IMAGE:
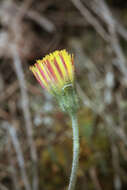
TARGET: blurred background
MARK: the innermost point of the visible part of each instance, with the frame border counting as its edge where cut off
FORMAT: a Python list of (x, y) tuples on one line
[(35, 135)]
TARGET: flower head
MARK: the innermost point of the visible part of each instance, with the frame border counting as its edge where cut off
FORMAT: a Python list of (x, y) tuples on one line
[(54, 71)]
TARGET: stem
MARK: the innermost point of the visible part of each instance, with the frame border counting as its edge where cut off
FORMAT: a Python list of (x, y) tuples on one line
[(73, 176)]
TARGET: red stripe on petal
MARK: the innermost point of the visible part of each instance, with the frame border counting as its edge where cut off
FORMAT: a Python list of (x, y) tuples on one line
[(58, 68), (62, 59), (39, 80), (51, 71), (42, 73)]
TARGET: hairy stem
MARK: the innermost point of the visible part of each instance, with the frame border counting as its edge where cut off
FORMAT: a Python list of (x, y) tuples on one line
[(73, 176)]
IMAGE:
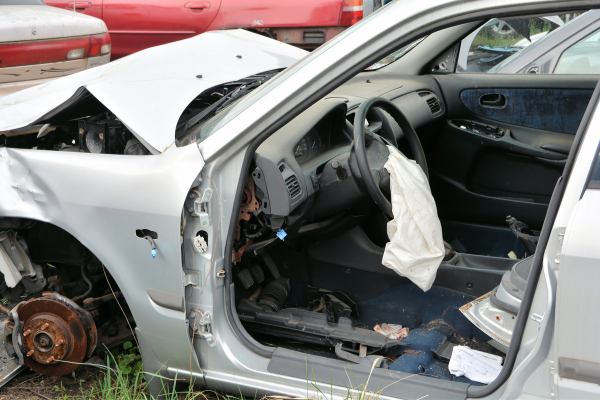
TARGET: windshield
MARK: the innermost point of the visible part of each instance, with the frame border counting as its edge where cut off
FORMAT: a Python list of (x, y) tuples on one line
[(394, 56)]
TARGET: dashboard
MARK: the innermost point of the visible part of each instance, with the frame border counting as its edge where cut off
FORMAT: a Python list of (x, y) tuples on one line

::::::::

Job: Lay out the material as a Markdown table with the columns "No." and "Entry", one numbered row per line. Start with the line that contains "TARGET: red stripe on petal", continue through the final line of the material, and omit blank lines and pictures.

Answer to this exercise:
| No. | Entry |
|---|---|
| 1 | TARGET: red stripe on petal |
| 2 | MARK: the innermost point of the visible part of each instance, with the frame border counting as its edge where cut off |
| 3 | FORMAT: a Python list of (x, y) tuples on one line |
| 4 | [(58, 68), (62, 59), (39, 80), (51, 71), (42, 73)] |
| 5 | TARGET: hairy stem |
| 6 | MARK: the innermost point of the visible part of each instance, with the frame border counting as its edge where cut off |
| 7 | FORMAT: a Python list of (x, y) tuples on one line |
| 8 | [(73, 176)] |
| 9 | IMAGE: |
| 10 | TARGET: windshield |
| 11 | MARK: the innermost point of the visible part of each instance, with the frame border counting as its edge where cut off |
| 12 | FORMAT: a Python list of (x, y) tuples on one line |
| 13 | [(394, 56)] |
| 14 | TARGET: dashboard |
| 15 | MARK: the innermost point of the visible part of each instance, with the frame border counting as its edge where cut off |
| 16 | FORMAT: a Python list of (x, y) tuples on one line |